* **WRITTEN TASK**
Can you write out the records below again, substituting "image" for every "photograph", changing nothing else, and leaving out the pictures?

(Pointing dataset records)
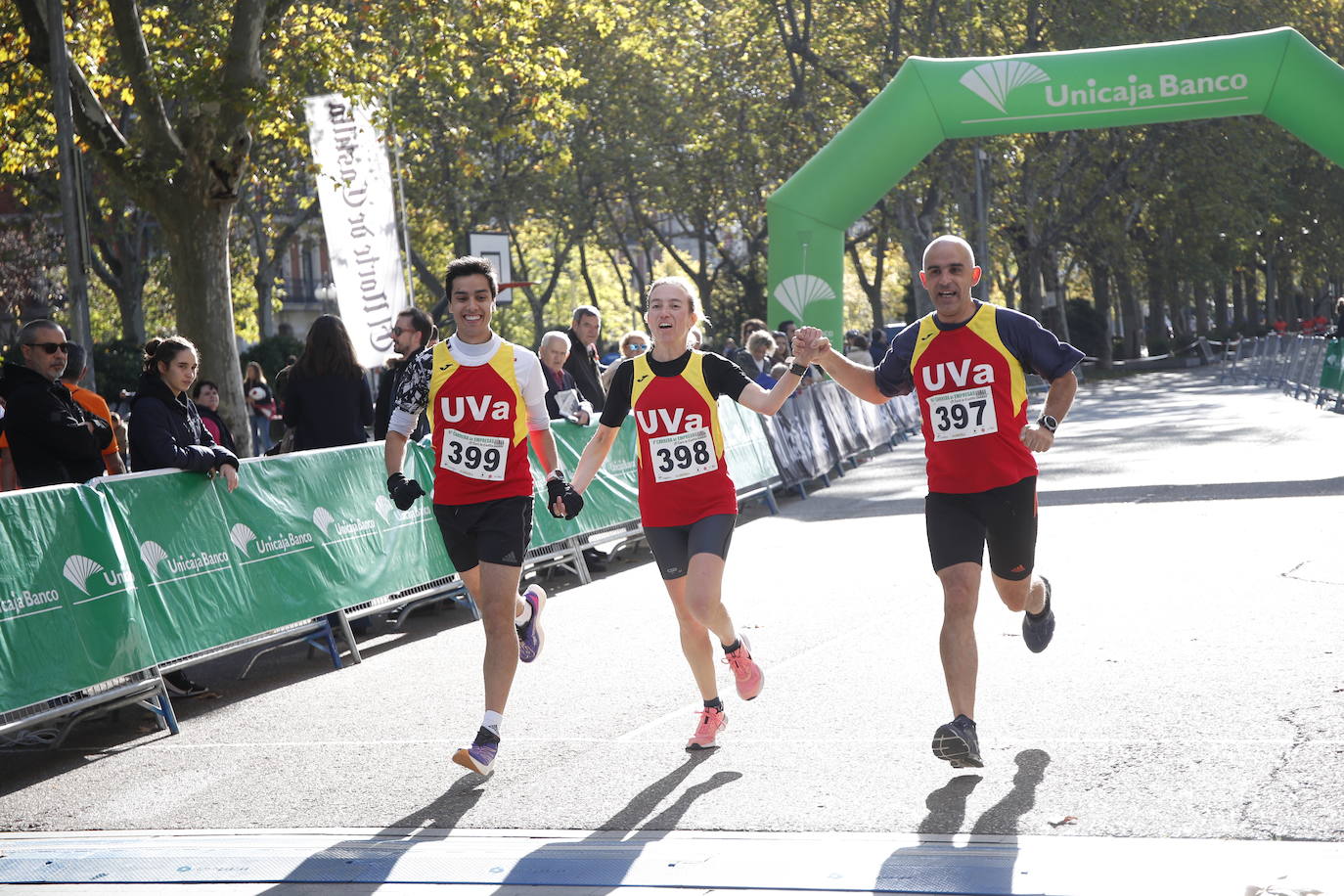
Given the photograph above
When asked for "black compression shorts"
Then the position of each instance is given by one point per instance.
(674, 546)
(960, 525)
(491, 531)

* **RESULT OF THE EXERCISE**
Given the image above
When asked for "black compression shorts"
Then the position of each instance is given by one point per instance.
(674, 546)
(960, 525)
(491, 531)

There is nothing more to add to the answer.